### Set problem
Pull out every line below that contains the string "bench". Case matters.

++++ Data shown ++++

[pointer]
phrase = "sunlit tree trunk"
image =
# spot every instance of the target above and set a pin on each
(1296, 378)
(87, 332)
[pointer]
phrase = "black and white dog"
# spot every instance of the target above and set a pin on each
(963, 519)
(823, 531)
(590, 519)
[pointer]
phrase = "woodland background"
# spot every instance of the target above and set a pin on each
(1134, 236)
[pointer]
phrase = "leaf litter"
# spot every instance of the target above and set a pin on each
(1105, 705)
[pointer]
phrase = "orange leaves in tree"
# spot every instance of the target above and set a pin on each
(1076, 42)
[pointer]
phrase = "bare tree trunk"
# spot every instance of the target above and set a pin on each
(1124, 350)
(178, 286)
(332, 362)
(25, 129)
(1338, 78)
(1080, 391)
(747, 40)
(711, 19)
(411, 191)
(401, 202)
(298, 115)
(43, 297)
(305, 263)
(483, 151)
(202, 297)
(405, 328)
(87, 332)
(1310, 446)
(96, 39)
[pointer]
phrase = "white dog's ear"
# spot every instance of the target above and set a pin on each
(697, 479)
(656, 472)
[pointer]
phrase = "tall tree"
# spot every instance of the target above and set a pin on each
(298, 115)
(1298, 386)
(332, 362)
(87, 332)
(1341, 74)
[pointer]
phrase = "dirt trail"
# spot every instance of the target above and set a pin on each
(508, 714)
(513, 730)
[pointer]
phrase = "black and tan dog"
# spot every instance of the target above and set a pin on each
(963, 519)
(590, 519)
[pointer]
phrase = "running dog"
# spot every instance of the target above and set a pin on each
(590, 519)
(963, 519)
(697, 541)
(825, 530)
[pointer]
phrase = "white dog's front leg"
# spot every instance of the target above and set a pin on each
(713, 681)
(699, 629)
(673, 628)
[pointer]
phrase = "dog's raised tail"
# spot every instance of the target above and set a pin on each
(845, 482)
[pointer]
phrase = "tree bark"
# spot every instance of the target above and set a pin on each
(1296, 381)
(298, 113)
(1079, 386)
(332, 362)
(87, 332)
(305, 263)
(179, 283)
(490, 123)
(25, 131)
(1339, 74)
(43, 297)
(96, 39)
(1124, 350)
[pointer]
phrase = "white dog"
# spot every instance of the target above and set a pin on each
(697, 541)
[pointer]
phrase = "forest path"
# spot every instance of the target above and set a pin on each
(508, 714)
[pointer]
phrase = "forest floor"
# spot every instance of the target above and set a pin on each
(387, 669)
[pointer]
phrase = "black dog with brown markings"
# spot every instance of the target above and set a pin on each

++++
++++ Data shown ++++

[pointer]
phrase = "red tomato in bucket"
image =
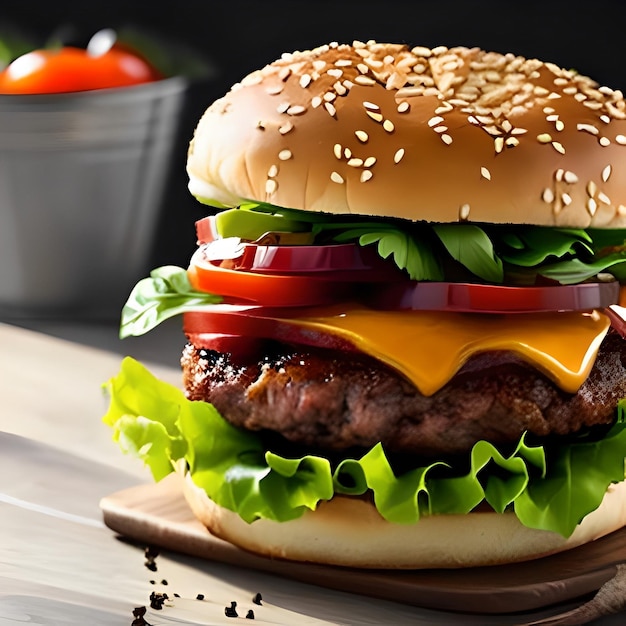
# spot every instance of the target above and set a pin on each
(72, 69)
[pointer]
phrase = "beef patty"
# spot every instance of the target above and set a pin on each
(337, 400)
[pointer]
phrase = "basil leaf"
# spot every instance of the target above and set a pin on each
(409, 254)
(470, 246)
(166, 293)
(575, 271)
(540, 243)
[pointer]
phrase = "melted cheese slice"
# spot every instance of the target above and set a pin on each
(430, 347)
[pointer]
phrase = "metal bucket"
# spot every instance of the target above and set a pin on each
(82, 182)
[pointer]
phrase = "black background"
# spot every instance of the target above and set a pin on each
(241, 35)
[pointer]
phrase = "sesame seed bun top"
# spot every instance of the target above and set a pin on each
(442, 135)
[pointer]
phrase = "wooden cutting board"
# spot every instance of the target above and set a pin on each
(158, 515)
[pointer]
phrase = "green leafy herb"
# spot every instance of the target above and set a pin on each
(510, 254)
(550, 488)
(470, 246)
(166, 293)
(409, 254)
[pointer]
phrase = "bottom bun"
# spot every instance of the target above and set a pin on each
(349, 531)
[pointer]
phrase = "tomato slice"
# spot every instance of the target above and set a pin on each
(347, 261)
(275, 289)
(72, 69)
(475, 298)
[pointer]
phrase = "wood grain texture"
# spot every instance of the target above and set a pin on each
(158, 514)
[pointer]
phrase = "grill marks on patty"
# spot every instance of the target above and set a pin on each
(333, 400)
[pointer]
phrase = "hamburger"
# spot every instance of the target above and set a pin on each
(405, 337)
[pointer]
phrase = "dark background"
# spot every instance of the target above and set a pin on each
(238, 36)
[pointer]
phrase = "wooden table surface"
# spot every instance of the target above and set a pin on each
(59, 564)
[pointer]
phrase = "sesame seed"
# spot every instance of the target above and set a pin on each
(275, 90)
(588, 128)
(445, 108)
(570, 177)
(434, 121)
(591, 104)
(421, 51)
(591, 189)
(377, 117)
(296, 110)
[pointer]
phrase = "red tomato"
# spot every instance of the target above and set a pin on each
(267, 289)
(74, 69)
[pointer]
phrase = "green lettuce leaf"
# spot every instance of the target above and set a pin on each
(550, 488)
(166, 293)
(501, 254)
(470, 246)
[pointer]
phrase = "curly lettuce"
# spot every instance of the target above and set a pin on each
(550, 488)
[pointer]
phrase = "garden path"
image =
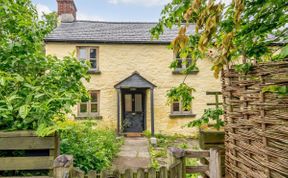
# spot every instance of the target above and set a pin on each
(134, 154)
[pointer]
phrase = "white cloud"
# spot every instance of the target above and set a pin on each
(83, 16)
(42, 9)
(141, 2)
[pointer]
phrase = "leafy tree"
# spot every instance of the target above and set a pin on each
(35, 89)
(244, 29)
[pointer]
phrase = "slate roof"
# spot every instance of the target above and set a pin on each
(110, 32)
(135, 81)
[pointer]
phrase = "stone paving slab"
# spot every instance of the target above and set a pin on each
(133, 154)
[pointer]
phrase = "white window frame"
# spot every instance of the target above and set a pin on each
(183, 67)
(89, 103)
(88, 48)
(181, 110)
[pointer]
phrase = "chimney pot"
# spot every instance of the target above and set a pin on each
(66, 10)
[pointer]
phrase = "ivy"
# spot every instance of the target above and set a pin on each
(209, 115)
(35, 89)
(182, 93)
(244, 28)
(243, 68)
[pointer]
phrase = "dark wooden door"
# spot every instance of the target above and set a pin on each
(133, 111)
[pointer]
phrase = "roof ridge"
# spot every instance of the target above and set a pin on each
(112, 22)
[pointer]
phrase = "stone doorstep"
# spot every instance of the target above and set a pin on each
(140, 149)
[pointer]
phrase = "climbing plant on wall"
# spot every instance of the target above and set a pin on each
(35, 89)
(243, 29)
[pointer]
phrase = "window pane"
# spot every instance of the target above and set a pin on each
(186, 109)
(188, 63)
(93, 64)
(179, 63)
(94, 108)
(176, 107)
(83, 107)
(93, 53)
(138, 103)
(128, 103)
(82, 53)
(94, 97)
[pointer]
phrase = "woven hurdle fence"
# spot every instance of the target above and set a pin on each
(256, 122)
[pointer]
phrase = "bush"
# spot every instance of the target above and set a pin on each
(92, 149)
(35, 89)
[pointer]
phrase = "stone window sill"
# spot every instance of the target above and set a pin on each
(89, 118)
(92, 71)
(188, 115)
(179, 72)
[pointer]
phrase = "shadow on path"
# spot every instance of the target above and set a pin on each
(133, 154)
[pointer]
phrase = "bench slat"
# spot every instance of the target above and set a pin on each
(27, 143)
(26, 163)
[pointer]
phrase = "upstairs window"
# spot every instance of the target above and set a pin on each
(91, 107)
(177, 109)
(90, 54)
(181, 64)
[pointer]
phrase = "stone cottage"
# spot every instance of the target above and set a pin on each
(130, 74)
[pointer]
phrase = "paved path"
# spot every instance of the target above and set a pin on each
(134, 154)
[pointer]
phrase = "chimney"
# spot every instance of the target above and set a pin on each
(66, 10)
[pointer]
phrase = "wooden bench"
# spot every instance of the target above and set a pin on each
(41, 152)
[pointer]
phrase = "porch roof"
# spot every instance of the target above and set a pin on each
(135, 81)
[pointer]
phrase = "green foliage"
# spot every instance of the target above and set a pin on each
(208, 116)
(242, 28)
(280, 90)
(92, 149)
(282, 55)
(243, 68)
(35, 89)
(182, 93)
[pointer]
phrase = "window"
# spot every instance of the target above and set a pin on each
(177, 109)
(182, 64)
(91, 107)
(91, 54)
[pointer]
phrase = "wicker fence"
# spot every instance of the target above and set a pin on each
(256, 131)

++++
++++ Data shown ++++

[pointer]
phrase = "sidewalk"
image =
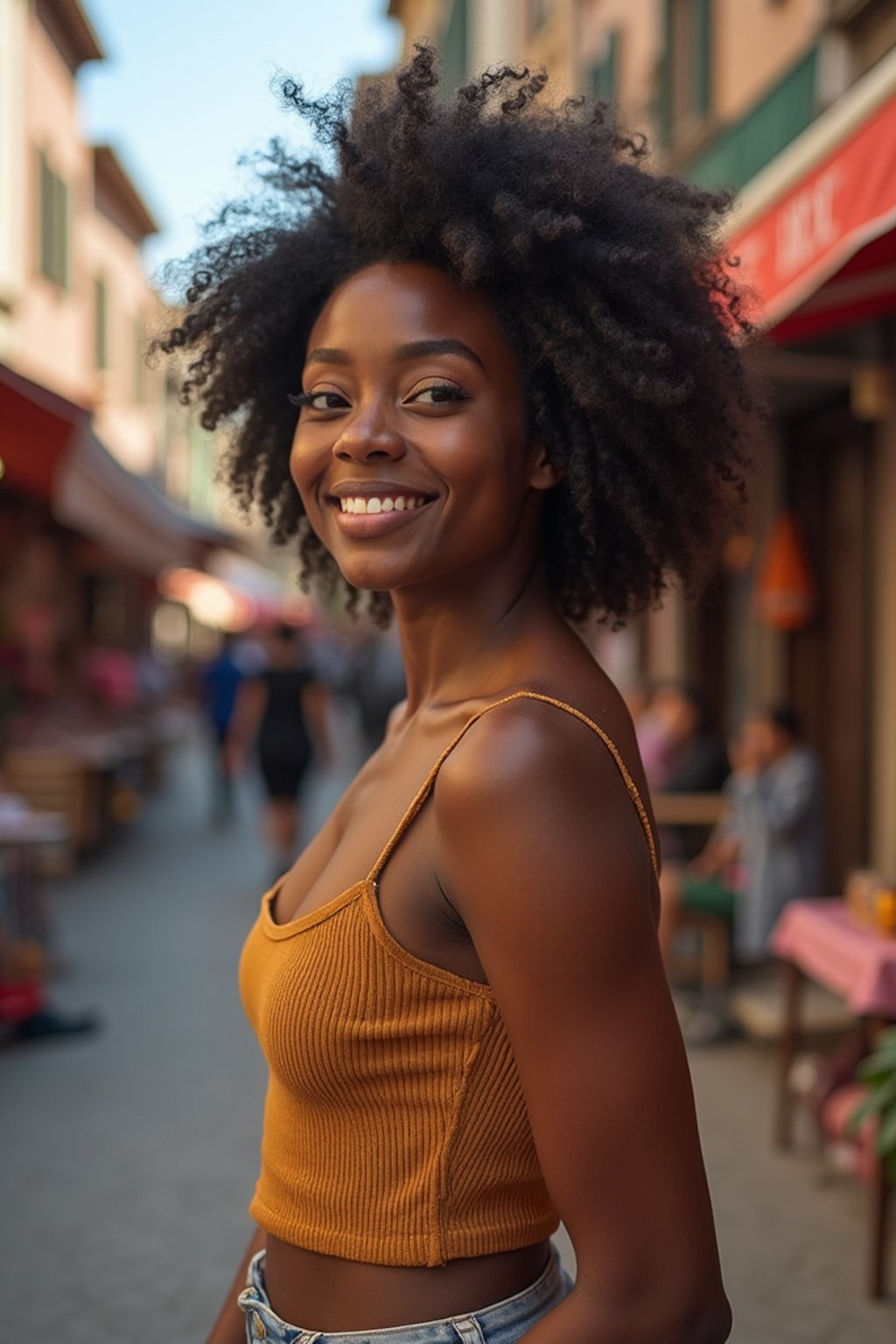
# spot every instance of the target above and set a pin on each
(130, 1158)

++++

### Reply to the exercise
phrase = "bench slat"
phrase = "wooden bench"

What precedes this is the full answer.